[Supplied records]:
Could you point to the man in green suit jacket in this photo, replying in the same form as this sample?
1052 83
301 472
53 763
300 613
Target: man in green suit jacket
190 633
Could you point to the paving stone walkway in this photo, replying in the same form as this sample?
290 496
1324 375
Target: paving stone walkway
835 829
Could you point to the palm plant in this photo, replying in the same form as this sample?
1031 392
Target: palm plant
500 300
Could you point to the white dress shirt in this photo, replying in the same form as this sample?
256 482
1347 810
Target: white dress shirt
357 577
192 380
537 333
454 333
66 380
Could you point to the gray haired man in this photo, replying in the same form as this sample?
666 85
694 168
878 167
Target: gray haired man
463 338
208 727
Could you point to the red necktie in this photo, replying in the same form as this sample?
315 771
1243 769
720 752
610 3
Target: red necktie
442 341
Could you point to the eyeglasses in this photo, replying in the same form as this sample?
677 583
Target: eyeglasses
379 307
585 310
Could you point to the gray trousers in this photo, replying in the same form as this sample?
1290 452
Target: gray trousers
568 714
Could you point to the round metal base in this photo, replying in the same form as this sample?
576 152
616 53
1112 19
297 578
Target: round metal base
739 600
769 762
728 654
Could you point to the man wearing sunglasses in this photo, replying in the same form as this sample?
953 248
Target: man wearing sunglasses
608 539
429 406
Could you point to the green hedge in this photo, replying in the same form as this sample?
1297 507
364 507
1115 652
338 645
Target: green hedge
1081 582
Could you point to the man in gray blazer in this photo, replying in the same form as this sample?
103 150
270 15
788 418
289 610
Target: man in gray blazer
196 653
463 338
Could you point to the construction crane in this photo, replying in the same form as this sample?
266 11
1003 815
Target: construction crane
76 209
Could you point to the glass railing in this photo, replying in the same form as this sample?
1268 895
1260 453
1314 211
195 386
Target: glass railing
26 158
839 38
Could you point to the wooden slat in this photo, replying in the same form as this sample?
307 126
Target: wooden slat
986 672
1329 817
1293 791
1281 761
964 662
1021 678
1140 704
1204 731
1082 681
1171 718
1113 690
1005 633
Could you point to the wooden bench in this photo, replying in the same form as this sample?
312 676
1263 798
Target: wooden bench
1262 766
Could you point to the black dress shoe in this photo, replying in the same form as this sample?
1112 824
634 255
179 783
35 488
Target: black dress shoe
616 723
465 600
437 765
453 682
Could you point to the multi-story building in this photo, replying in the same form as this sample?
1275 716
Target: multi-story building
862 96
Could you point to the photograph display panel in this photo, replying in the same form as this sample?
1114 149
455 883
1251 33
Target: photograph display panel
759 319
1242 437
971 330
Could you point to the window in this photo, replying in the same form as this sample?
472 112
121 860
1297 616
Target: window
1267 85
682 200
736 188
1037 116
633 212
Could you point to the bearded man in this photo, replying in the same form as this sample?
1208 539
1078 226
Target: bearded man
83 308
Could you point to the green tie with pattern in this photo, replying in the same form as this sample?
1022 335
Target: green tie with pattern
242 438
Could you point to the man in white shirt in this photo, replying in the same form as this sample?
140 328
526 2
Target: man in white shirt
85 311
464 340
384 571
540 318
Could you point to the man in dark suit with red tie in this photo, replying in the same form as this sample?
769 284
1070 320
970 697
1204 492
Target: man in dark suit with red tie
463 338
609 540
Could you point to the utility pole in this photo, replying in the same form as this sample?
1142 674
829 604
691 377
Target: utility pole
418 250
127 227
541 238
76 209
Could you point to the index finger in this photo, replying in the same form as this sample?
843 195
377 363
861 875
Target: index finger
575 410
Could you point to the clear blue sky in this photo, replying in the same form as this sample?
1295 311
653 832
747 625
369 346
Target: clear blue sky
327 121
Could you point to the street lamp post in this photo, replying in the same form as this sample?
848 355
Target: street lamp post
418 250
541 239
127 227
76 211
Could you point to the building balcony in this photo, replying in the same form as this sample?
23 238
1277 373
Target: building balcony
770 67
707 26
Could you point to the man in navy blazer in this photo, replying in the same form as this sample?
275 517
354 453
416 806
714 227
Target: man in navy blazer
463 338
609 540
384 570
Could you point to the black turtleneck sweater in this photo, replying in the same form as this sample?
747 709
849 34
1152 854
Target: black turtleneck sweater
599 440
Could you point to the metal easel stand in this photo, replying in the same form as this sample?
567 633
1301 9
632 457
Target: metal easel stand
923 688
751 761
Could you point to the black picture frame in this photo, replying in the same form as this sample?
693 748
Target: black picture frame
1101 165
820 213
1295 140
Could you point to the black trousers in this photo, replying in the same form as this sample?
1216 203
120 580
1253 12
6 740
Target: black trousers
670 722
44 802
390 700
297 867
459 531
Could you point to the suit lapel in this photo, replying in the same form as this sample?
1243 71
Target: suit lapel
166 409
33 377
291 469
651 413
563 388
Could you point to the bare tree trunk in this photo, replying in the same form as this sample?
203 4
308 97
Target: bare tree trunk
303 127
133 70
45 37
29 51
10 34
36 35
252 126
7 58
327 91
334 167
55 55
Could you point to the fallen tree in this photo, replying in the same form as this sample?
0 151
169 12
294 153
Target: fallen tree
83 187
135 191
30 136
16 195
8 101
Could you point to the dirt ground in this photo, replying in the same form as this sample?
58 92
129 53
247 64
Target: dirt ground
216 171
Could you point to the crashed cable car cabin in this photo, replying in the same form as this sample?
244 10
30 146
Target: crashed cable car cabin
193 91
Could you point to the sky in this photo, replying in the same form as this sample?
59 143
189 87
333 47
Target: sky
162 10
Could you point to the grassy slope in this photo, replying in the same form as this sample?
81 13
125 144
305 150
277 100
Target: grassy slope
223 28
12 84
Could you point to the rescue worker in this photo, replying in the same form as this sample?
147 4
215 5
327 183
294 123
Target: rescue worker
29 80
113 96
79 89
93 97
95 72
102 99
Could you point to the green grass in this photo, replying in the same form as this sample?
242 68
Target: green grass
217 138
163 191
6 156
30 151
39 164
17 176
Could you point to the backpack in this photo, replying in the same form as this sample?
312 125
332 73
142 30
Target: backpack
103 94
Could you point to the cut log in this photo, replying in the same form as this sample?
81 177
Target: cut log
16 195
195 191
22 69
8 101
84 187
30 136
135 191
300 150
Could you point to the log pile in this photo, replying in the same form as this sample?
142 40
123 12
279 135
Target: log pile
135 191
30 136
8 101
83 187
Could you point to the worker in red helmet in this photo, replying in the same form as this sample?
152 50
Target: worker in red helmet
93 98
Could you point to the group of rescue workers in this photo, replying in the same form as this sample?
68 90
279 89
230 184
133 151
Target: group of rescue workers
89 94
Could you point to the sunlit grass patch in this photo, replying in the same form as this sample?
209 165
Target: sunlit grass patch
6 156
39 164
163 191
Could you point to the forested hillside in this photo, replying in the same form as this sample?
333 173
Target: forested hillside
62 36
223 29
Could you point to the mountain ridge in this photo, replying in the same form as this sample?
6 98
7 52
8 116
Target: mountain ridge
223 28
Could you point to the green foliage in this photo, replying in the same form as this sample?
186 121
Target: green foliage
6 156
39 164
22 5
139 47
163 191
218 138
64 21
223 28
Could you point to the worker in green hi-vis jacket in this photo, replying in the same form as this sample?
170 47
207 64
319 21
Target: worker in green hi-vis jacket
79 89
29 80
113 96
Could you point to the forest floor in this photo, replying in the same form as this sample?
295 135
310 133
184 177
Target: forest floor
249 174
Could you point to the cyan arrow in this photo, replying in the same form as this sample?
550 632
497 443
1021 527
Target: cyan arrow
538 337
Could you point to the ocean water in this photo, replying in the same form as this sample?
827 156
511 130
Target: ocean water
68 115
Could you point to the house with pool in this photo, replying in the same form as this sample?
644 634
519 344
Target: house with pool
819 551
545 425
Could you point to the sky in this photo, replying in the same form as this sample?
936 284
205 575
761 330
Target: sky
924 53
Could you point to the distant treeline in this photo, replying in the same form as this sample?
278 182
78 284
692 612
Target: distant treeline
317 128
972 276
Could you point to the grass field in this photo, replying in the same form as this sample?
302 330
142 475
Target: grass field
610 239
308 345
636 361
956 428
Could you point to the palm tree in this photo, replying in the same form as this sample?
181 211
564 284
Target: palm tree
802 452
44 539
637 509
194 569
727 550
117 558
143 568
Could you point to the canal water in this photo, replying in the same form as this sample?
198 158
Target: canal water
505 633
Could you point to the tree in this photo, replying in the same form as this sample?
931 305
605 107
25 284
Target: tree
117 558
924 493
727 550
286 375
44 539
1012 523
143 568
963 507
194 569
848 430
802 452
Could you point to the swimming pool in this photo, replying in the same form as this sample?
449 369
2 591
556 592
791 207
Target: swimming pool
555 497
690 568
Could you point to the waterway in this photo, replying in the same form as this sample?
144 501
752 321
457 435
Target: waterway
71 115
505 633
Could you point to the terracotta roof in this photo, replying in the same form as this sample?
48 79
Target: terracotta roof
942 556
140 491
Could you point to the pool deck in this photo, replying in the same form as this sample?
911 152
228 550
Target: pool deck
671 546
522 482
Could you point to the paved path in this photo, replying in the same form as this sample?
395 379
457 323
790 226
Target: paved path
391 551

[Written problem]: Give the part of the records that opens with the line containing "Could you point to the swimming" and runs through the end of the records, with "terracotta roof" swapped for "tiled roof" and everything else unchanged.

[Response to the task]:
Could you point to the swimming pool in this photo, replying in the same form as this sample?
449 369
2 591
556 592
791 207
Target: swimming pool
555 497
690 568
Could you point to the waterway in this photo, replying in the same form as this sample?
144 501
752 321
457 435
Target: waterway
71 115
505 633
Could you point to the tiled roof in this photo, replying in the same form as this sample?
48 79
Target: tiled roof
942 556
140 491
Could you point to the pool deck in this photo, replying in the same form as this sample?
911 152
228 550
Target: pool deck
671 546
522 482
Could you point to the paved path in this photo, replying in the same form as this sample?
395 379
457 323
790 226
Target: paved path
391 551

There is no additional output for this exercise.